# Selected extract
━━━━━━━━

Jacob Jackson
twitter instagram

Gradients of GAN Objectives

Mar 8, 2021

This technical post will offer a new view of common training objectives for generative adversarial networks (GANs), including a justification for the widely-used non-saturating loss.

The gradient of the discriminator

First, let’s look at the original GAN loss function and show that it’s simpler than it looks. As defined in Goodfellow et al. (2014), it’s

L(G, D) = \mathbb{E}_{x \sim p_\text{data}(x)}[\log D(x)] + \mathbb{E}_{z \sim p_z(z)}[\log(1 - D(G(z)))]

where p_\text{data}(x) is the data distribution, p_z(z) is the noise distribution, D(x) is the discriminator, and G(z) is the generator.

To analyze this loss function, we’ll use the same idea as in my post on the cross entropy loss: instead of looking at the function itself, we’ll look at its gradient.

We’ll assume the discriminator uses the standard method of obtaining the output probability D(x) by applying the logistic sigmoid function to a scalar output \ell:

D(x) = \frac{e^\ell}{1 + e^\ell}

Taking the logarithm:

\log D(x) = \ell - \log(1 + e^\ell)

And the derivative:

\begin{align*} \frac{\text{d}}{\text{d}\ell}[\log D(x)] &= \frac{\text{d}}{\text{d}\ell}[\ell - \log(1 + e^\ell)] \\ &= 1 - \frac{e^\ell}{1 + e^\ell} \\ &= 1 - D(x) \end{align*}

This is quite surprising: by taking the derivative of \log D(x) with respect to \ell, we get exactly 1 - D(x), the probability that the discriminator thinks x is fake.

━━━━━━━━

# Data excerpts
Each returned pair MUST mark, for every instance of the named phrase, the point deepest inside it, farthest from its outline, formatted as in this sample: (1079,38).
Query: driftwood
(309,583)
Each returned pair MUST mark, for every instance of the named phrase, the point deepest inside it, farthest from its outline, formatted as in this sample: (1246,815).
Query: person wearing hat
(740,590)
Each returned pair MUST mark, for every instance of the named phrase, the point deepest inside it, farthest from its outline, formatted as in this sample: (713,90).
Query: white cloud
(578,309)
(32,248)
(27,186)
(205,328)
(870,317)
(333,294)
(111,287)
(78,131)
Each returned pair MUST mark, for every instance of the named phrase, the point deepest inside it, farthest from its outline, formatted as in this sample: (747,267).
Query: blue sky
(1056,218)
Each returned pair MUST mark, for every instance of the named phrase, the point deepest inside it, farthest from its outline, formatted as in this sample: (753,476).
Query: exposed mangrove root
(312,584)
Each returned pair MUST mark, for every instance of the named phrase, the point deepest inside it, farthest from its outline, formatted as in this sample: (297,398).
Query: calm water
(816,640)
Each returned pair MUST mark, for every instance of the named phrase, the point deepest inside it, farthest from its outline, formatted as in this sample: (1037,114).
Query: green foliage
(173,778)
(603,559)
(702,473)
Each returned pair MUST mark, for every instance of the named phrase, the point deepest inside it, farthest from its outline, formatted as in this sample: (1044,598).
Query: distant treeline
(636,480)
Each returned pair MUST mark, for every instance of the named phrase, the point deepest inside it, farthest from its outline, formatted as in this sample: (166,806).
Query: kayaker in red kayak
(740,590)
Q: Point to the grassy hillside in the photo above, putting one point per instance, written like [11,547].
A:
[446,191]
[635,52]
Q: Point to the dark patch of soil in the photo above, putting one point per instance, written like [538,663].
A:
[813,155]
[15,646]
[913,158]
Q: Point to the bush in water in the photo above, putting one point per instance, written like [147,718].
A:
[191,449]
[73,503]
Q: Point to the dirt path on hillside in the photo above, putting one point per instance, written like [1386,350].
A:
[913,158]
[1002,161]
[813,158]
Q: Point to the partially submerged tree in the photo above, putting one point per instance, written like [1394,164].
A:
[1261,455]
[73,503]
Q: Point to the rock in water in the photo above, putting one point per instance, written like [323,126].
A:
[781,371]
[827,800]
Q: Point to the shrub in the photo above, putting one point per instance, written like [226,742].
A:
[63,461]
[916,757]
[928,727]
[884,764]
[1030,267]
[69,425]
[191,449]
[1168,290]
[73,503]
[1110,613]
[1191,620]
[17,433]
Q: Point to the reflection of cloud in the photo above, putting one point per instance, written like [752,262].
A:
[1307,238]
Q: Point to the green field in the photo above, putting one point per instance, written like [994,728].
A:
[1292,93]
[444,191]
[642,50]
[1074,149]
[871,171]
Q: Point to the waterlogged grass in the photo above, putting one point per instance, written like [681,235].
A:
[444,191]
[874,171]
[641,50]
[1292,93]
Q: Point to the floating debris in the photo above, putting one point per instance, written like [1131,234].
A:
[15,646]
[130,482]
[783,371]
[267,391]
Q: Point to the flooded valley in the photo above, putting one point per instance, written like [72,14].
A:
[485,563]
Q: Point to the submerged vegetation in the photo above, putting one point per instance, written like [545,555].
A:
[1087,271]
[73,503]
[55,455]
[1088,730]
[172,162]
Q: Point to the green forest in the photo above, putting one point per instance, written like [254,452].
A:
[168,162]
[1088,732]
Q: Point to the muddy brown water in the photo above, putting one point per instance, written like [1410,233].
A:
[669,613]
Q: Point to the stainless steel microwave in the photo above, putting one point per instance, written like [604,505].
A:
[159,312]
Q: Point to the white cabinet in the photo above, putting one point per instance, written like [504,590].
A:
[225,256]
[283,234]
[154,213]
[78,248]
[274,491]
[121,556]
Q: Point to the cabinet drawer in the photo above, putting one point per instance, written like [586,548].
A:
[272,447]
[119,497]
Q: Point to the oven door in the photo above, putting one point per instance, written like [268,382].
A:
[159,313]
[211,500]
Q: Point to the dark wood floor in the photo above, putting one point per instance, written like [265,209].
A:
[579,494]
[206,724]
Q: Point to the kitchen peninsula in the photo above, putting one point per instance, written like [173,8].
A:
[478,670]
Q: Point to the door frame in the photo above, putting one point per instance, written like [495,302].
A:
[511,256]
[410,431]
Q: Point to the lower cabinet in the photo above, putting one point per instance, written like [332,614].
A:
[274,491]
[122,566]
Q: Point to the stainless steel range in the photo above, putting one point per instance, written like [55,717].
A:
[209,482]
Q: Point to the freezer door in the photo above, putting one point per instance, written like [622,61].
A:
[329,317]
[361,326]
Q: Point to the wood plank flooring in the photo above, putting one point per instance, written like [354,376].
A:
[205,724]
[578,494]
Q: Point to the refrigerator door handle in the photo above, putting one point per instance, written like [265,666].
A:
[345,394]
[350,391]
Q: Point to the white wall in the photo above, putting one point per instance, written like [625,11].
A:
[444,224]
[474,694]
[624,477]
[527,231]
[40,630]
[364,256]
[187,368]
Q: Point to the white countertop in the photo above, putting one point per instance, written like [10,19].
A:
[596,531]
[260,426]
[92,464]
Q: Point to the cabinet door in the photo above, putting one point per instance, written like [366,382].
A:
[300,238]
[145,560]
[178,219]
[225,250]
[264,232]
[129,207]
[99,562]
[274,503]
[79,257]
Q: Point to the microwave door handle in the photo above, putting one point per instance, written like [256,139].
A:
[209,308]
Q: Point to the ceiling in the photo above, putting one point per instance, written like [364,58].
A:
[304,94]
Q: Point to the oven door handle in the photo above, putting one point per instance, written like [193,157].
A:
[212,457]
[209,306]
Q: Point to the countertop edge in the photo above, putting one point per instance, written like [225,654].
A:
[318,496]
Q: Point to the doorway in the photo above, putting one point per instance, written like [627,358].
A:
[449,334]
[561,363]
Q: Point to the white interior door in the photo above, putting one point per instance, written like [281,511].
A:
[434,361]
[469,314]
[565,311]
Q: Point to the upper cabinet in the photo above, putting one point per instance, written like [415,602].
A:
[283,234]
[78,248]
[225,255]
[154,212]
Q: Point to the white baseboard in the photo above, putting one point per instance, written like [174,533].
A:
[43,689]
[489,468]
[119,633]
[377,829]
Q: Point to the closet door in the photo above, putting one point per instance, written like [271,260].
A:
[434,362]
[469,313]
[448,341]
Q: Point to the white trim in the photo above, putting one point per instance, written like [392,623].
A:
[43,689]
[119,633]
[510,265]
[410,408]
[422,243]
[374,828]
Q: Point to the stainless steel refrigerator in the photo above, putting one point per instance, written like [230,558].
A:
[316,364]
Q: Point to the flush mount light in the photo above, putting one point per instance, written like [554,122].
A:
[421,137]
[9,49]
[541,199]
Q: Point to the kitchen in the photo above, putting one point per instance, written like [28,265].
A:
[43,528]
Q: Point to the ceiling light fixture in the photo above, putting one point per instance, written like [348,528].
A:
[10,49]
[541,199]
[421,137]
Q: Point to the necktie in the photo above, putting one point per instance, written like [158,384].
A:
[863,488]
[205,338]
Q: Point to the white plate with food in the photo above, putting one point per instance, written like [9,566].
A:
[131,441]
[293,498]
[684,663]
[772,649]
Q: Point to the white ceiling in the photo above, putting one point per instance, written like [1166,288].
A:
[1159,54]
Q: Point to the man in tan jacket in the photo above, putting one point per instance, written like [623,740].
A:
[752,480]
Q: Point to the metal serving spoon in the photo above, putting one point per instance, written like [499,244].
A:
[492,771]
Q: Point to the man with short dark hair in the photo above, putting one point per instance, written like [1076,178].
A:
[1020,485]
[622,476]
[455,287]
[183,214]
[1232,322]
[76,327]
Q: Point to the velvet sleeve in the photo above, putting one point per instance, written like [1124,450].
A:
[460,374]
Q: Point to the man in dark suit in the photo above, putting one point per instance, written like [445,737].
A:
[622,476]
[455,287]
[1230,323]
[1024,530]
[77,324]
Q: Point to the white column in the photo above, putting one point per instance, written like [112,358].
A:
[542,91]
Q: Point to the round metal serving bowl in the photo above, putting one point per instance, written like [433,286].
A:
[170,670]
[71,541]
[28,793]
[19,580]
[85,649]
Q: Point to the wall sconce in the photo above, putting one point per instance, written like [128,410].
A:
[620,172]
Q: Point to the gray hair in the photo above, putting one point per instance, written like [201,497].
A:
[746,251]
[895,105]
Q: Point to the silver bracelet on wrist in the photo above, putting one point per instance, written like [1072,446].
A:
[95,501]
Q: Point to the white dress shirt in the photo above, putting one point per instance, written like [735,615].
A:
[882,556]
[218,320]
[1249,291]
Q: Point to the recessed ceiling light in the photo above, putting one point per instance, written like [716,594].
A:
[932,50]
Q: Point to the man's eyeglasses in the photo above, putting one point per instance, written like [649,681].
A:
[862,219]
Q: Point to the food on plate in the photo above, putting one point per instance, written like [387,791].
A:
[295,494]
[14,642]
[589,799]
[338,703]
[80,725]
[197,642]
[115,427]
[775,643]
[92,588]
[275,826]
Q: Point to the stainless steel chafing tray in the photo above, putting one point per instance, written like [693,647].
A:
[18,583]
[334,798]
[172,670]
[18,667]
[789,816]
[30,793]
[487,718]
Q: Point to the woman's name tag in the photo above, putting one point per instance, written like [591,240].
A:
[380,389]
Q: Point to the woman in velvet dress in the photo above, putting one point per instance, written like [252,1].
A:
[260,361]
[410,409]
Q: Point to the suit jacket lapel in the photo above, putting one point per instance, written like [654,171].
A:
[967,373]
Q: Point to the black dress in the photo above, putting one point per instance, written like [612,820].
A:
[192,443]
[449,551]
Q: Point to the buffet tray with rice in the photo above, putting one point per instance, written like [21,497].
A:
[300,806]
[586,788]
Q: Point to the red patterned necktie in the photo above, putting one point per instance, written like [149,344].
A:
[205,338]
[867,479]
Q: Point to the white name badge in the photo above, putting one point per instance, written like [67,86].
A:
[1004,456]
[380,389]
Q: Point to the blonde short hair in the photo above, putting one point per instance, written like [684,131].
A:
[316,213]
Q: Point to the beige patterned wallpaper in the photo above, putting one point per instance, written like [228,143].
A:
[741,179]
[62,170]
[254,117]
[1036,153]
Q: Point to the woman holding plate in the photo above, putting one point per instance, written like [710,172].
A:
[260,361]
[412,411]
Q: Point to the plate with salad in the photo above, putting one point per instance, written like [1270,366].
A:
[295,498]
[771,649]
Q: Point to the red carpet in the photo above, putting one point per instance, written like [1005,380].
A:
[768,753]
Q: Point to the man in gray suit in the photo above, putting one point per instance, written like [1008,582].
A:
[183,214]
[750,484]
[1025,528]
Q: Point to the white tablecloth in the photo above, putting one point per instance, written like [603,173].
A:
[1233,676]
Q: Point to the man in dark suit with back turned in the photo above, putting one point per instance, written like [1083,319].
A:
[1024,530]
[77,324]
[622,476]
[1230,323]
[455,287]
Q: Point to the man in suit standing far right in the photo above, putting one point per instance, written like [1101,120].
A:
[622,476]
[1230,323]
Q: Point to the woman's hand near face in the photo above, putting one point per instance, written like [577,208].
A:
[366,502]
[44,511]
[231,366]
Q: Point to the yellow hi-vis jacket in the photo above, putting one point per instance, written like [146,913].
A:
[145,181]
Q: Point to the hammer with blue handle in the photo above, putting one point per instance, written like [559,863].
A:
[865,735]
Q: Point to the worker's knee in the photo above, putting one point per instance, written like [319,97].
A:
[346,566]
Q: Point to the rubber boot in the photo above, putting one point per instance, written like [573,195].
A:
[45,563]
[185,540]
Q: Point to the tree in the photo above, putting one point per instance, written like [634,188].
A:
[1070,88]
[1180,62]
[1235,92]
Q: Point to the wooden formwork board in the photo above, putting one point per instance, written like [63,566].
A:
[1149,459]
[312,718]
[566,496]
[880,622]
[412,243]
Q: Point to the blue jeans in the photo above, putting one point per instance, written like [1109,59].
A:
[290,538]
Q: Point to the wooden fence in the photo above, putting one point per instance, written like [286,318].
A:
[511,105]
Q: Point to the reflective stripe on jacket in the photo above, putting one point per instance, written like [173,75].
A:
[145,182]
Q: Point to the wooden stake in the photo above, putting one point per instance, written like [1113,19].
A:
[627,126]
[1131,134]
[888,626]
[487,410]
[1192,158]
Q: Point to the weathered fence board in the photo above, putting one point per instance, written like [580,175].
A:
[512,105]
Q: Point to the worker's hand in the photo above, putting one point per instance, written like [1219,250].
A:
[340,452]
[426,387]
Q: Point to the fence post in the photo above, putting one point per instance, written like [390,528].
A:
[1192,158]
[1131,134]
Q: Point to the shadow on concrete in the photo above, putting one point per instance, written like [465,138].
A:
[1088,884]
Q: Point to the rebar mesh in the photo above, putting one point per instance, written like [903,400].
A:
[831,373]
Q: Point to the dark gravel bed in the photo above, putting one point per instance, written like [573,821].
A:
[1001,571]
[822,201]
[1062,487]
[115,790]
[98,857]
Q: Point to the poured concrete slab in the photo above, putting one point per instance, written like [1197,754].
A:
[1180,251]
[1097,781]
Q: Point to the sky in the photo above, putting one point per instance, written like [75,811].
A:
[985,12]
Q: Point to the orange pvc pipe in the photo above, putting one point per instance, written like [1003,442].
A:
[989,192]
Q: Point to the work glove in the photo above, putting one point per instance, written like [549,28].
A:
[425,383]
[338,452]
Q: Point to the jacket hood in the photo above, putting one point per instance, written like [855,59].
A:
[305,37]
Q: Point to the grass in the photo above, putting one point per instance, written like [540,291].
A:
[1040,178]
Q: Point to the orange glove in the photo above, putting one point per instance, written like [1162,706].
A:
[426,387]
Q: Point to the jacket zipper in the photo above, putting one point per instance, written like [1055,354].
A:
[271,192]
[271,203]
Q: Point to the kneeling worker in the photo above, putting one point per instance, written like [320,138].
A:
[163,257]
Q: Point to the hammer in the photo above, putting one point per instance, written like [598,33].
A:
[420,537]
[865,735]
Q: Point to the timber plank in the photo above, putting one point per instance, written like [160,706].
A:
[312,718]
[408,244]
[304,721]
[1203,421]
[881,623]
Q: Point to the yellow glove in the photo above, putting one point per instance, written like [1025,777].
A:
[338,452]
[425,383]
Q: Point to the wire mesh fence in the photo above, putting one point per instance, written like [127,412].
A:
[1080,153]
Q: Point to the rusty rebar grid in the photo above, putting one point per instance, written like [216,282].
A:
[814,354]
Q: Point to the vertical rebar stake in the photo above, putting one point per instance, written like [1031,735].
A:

━━━━━━━━

# Given instruction 1
Translate this sentence from the post on gradients of GAN objectives into Spanish: "First, let’s look at the original GAN loss function and show that it’s simpler than it looks."
# Given instruction 2
In the post on gradients of GAN objectives, what function is applied to the scalar output \ell to obtain the discriminator's output probability D(x)?
# Given instruction 3
Continue the post on gradients of GAN objectives, picking up after its last sentence.

# Expected answer 1
Primero, veamos la función de pérdida original de las GAN y mostremos que es más simple de lo que parece.

# Expected answer 2
The logistic sigmoid function.

# Expected answer 3
We can do the same calculation for the flipped probability \log(1 - D(x)):

\begin{align*} \frac{\text{d}}{\text{d}\ell}[\log(1 - D(x))] &= \frac{\text{d}}{\text{d}\ell}\left[\log\left(\frac{1}{1+e^\ell}\right)\right] \\ &= \frac{\text{d}}{\text{d}\ell}[-\log(1 + e^\ell)] \\ &= -\frac{e^\ell}{1 + e^\ell} \\ &= -D(x) \end{align*}

We’re going to use these facts to analyze the discriminator loss function L(G, D).

First, some change of notation: let’s write \ell as \ell(x) to make it clear what input produced \ell. And let’s define g(x) = \nabla_\theta(\ell(x)), where \theta represents the parameters of the discriminator. The motivation for this definition of g(x) is that it will let us write the full gradient \nabla_\theta[f(D(x))] as the product g(x) \cdot \frac{\text{d}}{\text{d}\ell}[f(D(x))], where either f(x)=\log x or f(x)=\log(1-x).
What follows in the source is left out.